Set of tasks
A – Using the article on McGill's Fair Trade Campus Certification, say whether each statement agrees with it: (i) Student Housing and Hospitality Services and the McGill Engineers Without Borders Group started the certification in 2013; (ii) the Macdonald campus was certified before the downtown campus; (iii) McGill was the first university in Quebec to earn the designation. Answer yes or no for each and quote the words that decide it.
B – Copy word for word the part of the Fair Trade article starting at "When buying a" and ending at "comes to mind.".

When buying a brownie at one of our many dining halls, or purchasing a shirt from Le James, comprehensive sustainable certifications may not be the first thing that comes to mind.
One of McGill’s lesser-known sustainability achievements is the University’s Fair Trade Campus Certification. Student Housing and Hospitality Services (SHHS), in partnership with the McGill Engineers Without Borders Group, initiated the certification in 2013 as a part of the campus-wide shift towards a more sustainable environment.
Thanks to a campus-wide collaboration involving staff, students, and faculty, McGill’s downtown campus achieved its first sustainable certification in 2013, followed by the Macdonald campus in 2019. McGill was the first University in Quebec to achieve such a designation.
As a part of Fair Trade Campus Week, taking place from Oct. 25 to 29, 2021, the Fair Trade core action team will be hosting events across campus to give the McGill community a taste of what it means to work and study on a certified campus. To learn more about this week’s activities, follow @mcgillfood, @nrheats and @carrefourmcgilleats.

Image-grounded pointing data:
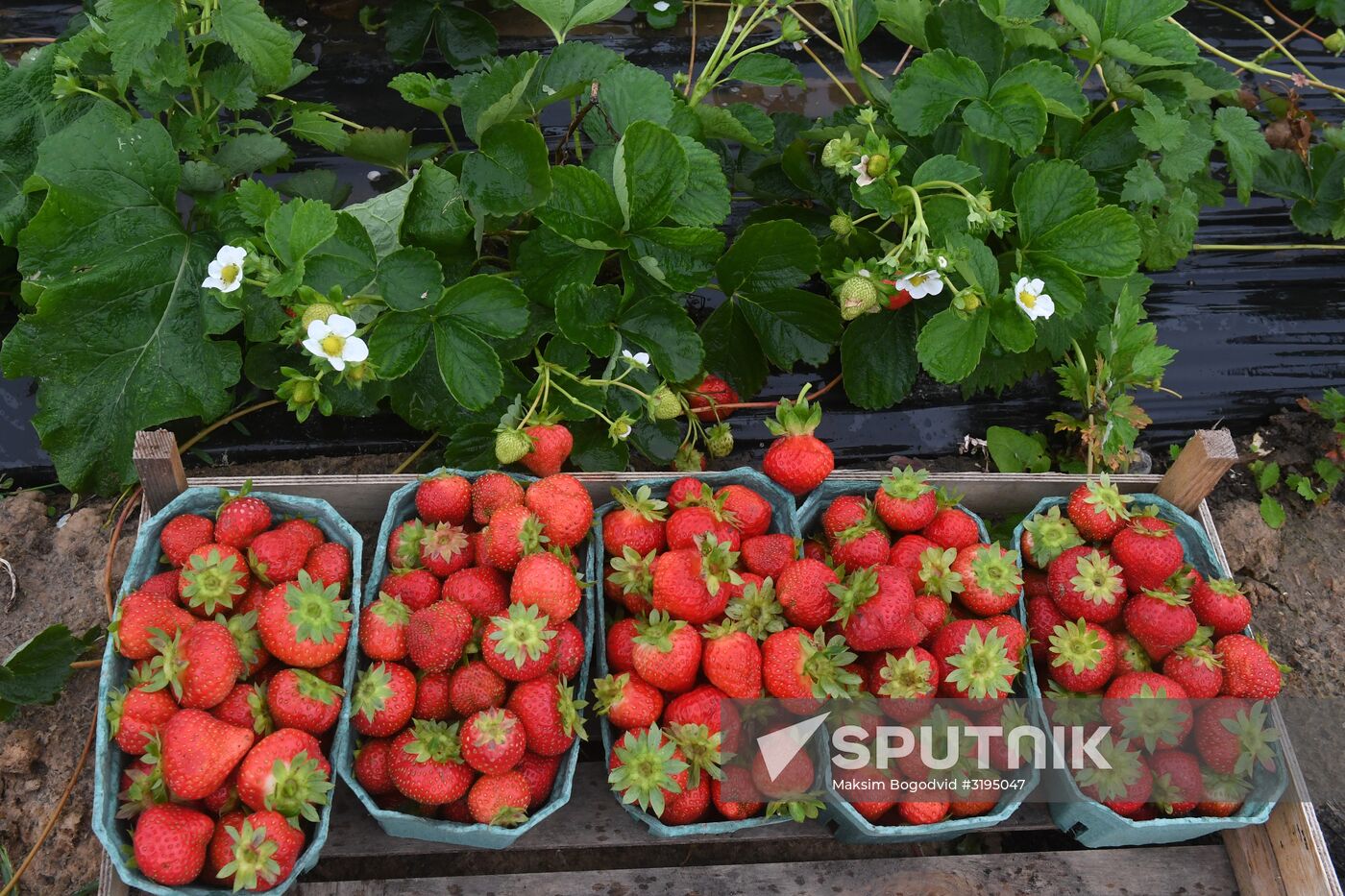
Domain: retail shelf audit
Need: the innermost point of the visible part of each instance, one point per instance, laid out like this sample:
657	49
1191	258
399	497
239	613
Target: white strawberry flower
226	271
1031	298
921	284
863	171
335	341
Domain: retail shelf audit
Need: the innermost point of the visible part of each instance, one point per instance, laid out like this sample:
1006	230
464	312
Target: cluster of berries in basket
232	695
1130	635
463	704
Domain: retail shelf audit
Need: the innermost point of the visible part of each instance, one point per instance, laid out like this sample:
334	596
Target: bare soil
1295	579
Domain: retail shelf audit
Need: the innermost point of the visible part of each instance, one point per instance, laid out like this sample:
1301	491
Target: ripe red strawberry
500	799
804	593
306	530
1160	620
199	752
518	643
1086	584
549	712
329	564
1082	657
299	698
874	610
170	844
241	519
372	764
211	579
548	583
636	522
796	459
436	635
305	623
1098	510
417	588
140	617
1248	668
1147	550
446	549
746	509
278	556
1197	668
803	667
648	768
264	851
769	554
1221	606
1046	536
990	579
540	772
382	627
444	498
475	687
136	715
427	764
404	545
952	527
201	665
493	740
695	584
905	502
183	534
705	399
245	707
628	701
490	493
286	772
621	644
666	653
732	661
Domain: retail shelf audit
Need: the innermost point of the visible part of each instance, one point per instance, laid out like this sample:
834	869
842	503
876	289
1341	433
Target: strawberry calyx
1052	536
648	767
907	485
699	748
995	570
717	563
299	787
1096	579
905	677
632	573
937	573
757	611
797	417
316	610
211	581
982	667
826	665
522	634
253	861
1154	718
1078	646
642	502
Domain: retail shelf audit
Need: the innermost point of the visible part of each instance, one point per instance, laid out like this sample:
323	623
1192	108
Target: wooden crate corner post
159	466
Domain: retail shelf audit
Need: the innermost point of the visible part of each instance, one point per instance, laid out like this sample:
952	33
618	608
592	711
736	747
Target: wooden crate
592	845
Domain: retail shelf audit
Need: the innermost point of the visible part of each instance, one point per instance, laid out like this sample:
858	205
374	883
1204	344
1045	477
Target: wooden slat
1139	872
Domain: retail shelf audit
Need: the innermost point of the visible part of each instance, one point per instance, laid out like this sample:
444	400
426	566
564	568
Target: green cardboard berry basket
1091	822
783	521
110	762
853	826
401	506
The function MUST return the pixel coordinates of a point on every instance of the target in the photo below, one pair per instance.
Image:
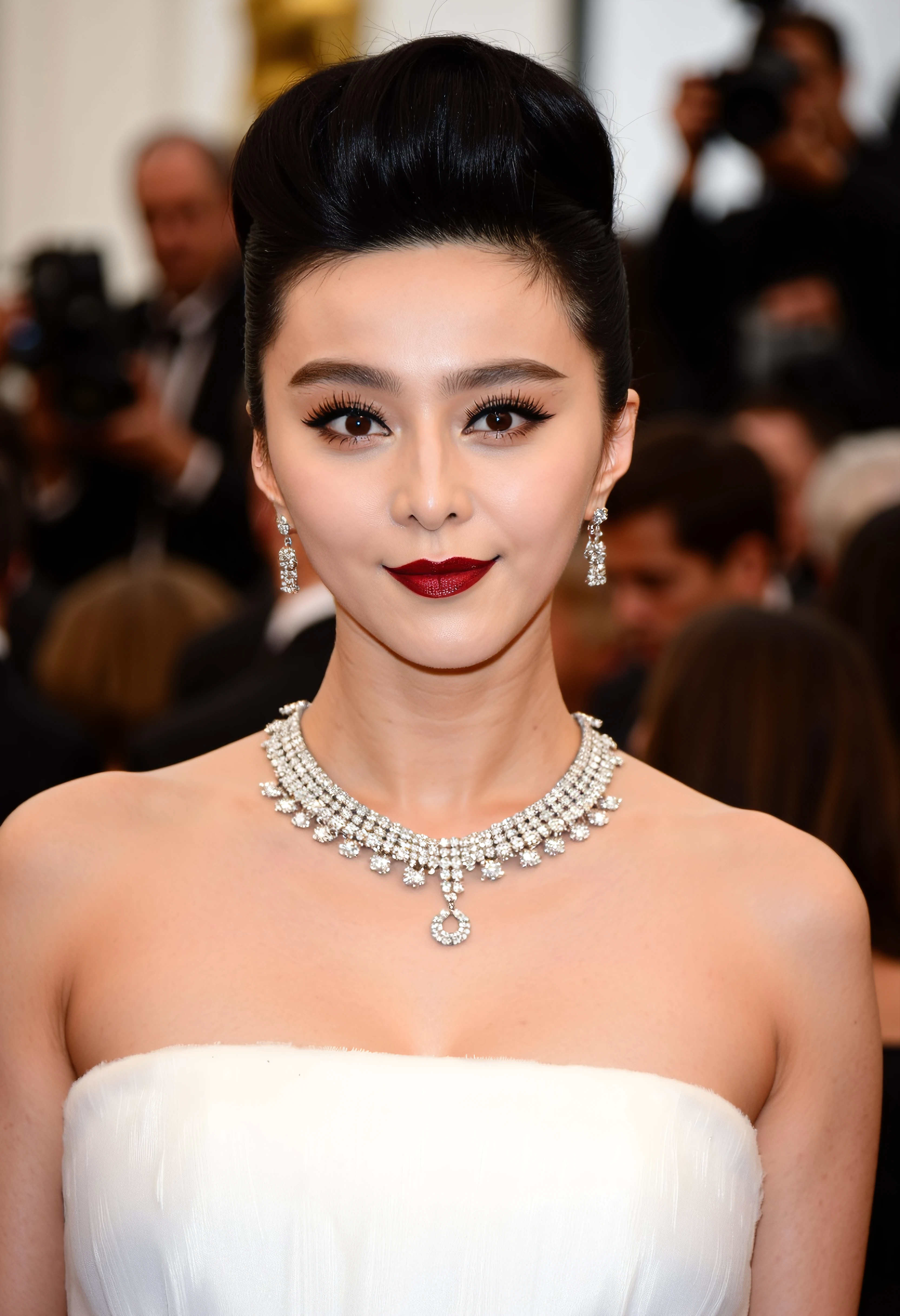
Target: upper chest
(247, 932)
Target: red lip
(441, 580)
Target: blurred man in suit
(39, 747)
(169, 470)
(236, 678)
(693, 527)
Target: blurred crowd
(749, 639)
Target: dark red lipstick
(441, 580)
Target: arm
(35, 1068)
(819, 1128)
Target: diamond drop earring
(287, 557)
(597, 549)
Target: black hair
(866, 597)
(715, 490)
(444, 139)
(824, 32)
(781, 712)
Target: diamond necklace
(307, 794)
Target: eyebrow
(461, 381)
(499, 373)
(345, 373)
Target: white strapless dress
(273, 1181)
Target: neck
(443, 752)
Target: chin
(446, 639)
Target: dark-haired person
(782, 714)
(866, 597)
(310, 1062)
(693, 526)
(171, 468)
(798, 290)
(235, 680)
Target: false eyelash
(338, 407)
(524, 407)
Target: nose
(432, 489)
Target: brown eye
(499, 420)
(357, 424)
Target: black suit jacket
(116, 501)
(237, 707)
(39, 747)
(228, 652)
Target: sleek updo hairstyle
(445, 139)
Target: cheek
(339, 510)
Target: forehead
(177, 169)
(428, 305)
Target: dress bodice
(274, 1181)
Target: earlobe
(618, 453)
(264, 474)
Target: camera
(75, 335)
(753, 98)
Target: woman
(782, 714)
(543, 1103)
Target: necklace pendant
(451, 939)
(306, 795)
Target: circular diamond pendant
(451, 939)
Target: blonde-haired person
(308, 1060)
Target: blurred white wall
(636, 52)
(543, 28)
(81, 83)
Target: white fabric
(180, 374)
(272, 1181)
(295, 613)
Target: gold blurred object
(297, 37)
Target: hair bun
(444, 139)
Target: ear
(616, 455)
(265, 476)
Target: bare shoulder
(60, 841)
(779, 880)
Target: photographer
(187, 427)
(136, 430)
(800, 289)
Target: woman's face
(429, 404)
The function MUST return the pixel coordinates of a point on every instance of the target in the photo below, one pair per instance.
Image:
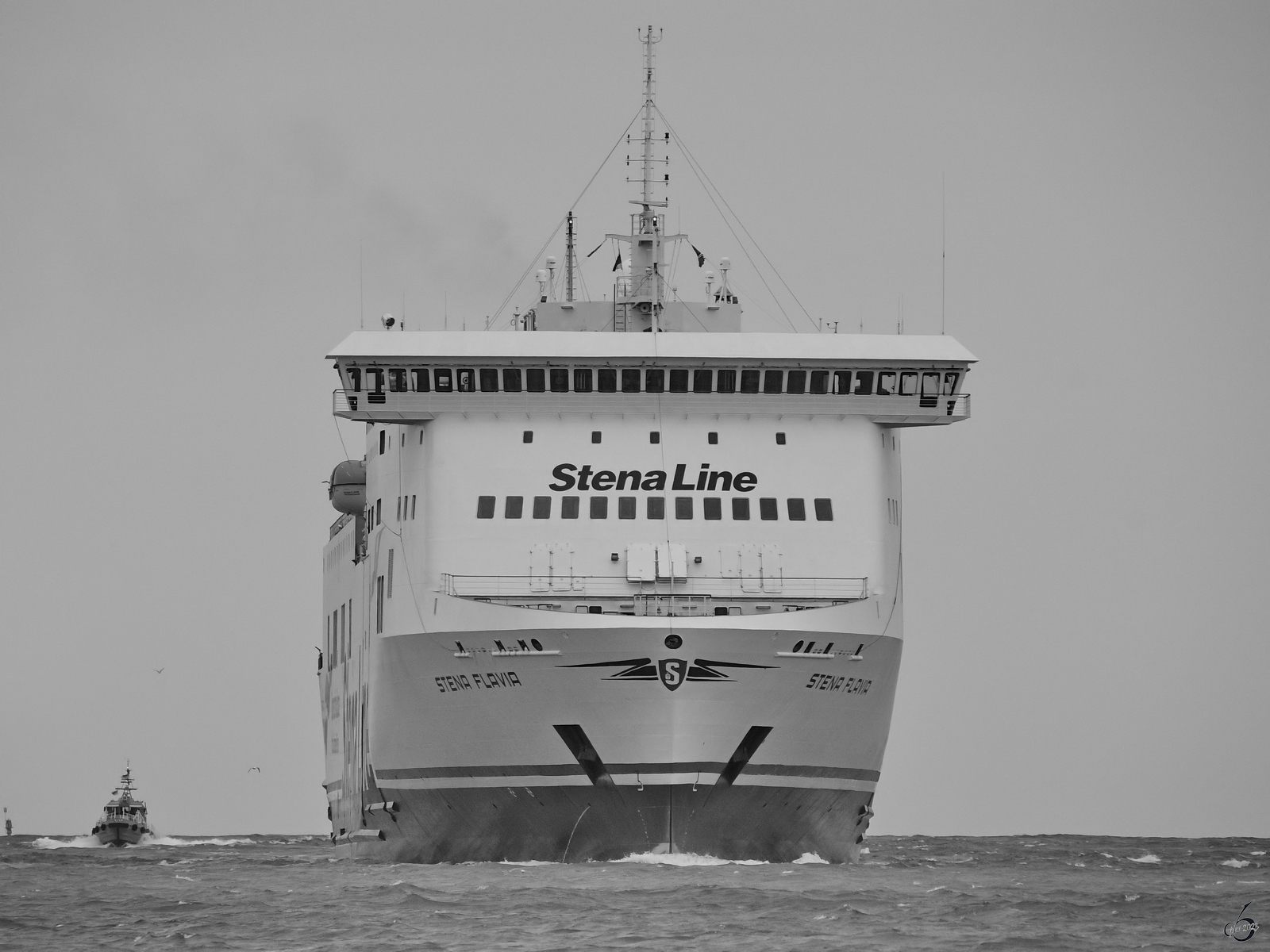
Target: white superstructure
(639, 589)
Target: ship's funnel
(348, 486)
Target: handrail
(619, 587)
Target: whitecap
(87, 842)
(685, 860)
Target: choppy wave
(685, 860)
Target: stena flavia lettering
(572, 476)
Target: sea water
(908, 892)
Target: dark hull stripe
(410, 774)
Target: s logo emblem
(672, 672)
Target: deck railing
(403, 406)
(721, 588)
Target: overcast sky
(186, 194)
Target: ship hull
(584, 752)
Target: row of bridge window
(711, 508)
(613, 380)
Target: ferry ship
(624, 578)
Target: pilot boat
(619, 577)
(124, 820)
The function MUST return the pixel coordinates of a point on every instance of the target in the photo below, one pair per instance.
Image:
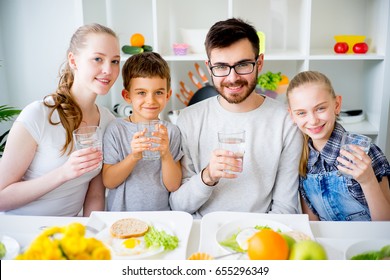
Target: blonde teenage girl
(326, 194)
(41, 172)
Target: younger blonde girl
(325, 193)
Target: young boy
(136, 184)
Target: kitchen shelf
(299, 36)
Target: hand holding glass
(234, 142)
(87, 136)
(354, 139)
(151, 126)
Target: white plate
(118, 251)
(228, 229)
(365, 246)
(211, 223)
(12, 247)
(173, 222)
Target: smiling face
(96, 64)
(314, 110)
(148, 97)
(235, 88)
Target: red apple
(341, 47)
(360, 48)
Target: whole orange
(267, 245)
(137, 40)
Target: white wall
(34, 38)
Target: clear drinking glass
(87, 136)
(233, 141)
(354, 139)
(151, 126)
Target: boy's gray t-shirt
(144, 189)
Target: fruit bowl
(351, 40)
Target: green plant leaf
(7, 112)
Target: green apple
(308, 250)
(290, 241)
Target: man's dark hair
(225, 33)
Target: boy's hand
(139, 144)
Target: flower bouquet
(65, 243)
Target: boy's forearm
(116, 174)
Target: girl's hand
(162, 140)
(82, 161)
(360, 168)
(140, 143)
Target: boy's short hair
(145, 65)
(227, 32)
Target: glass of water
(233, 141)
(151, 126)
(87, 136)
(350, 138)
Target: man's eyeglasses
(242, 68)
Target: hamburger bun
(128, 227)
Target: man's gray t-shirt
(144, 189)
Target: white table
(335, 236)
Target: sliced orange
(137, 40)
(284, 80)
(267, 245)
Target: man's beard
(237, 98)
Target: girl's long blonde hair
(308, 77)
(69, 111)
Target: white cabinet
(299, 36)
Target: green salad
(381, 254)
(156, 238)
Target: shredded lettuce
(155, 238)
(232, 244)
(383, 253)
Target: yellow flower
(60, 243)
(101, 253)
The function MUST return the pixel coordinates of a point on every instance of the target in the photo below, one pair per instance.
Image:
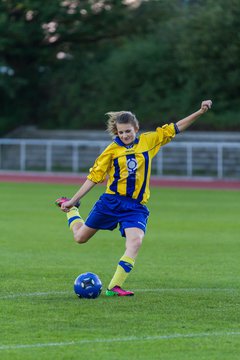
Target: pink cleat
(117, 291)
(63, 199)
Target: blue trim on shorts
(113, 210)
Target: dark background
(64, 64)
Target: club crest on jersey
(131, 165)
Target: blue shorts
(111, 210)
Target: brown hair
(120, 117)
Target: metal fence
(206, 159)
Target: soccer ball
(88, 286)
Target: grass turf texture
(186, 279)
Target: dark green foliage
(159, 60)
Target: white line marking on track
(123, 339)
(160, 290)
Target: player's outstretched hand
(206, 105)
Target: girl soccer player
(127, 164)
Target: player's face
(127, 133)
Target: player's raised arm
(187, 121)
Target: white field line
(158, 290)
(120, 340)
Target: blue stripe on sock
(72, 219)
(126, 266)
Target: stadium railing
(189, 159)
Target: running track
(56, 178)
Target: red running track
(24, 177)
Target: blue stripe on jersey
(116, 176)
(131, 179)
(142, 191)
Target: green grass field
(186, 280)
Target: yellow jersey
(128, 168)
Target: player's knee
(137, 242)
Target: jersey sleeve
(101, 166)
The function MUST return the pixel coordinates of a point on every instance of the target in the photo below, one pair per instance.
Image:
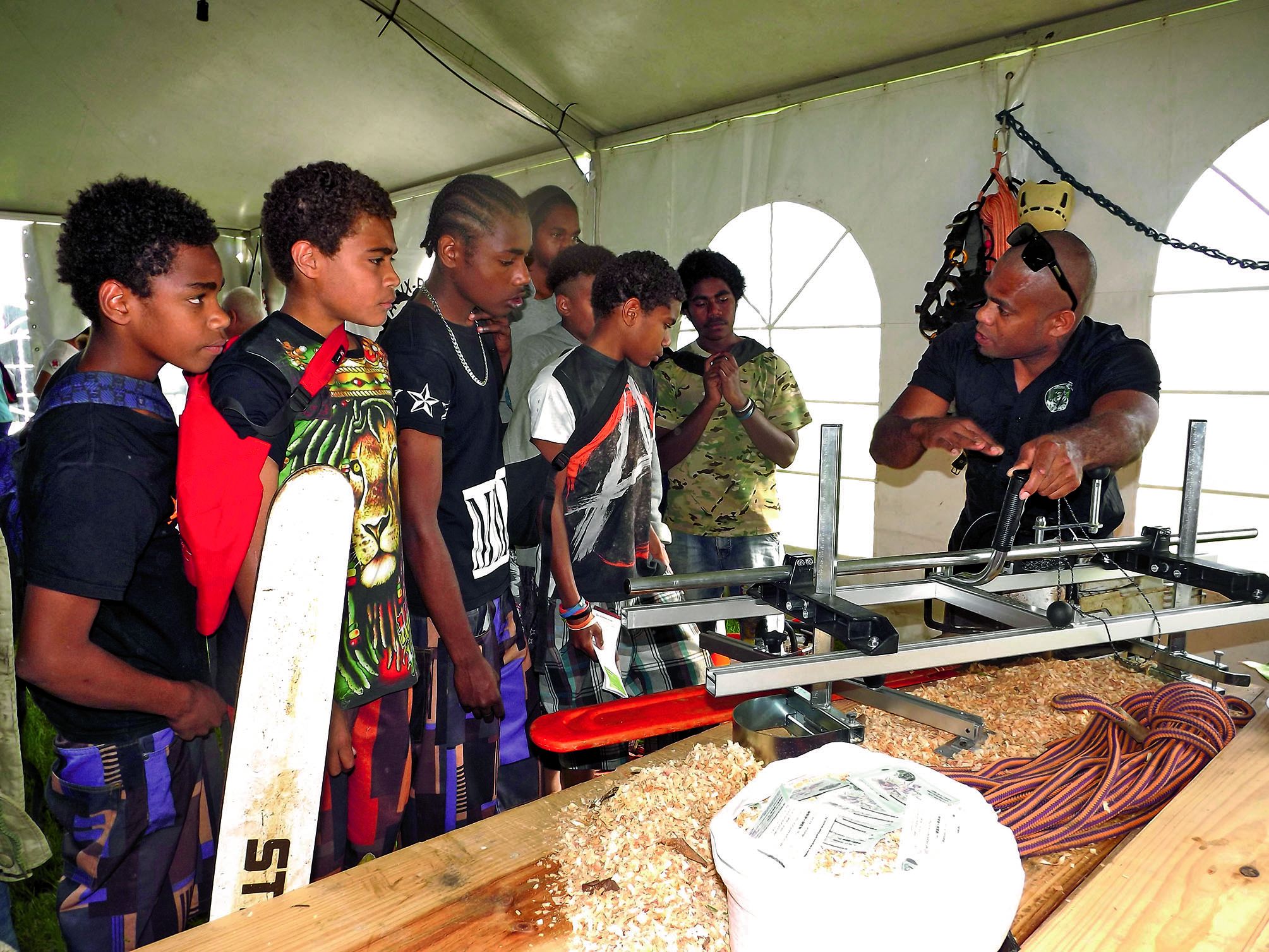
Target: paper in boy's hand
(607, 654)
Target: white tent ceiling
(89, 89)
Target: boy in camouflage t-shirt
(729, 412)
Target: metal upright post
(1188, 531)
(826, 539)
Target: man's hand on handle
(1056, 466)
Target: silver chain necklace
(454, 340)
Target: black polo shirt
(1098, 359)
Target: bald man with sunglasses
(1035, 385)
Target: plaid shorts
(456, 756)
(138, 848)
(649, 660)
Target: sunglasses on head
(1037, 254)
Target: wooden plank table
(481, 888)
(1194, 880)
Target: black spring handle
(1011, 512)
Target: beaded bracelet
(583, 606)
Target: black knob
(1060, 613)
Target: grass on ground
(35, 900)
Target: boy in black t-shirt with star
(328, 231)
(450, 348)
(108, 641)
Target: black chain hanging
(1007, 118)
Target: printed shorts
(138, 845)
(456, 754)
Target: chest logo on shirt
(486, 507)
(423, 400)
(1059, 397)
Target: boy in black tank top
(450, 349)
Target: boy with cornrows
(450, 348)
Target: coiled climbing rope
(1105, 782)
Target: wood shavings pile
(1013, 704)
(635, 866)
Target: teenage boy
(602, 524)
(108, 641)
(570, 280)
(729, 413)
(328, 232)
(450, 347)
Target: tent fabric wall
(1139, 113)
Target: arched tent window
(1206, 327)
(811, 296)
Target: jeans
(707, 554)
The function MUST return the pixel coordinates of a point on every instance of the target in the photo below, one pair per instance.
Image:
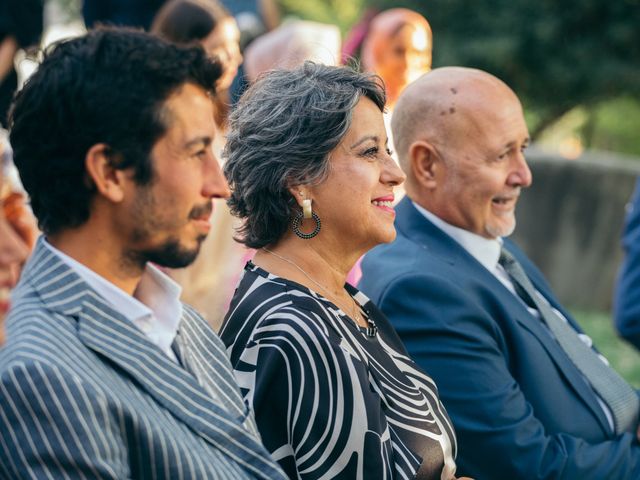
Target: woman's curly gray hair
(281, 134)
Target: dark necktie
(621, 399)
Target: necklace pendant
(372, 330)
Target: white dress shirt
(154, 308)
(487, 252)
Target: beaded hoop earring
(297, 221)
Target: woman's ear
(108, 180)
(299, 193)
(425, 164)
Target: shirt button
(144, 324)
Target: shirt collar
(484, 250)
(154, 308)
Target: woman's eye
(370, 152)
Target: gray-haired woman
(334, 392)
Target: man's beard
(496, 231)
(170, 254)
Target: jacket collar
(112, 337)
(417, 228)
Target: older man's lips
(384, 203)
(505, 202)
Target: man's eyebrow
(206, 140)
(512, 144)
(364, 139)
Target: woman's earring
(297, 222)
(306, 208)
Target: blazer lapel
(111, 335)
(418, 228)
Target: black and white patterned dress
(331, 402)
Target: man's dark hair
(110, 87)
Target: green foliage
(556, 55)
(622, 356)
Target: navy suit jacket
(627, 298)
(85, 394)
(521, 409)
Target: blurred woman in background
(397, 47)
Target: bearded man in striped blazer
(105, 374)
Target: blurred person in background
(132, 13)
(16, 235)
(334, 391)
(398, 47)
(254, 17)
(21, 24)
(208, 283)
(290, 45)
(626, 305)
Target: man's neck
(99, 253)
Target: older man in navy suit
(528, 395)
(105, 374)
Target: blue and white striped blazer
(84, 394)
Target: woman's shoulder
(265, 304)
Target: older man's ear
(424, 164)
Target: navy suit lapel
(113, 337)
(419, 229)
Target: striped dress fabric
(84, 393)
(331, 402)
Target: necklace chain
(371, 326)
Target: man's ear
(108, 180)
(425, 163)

Exercise responses
A –
(i) Yes: "Student Housing and Hospitality Services (SHHS), in partnership with the McGill Engineers Without Borders Group, initiated the certification in 2013"
(ii) No: "McGill’s downtown campus achieved its first sustainable certification in 2013, followed by the Macdonald campus in 2019."
(iii) Yes: "McGill was the first University in Quebec to achieve such a designation."

B –
When buying a brownie at one of our many dining halls, or purchasing a shirt from Le James, comprehensive sustainable certifications may not be the first thing that comes to mind.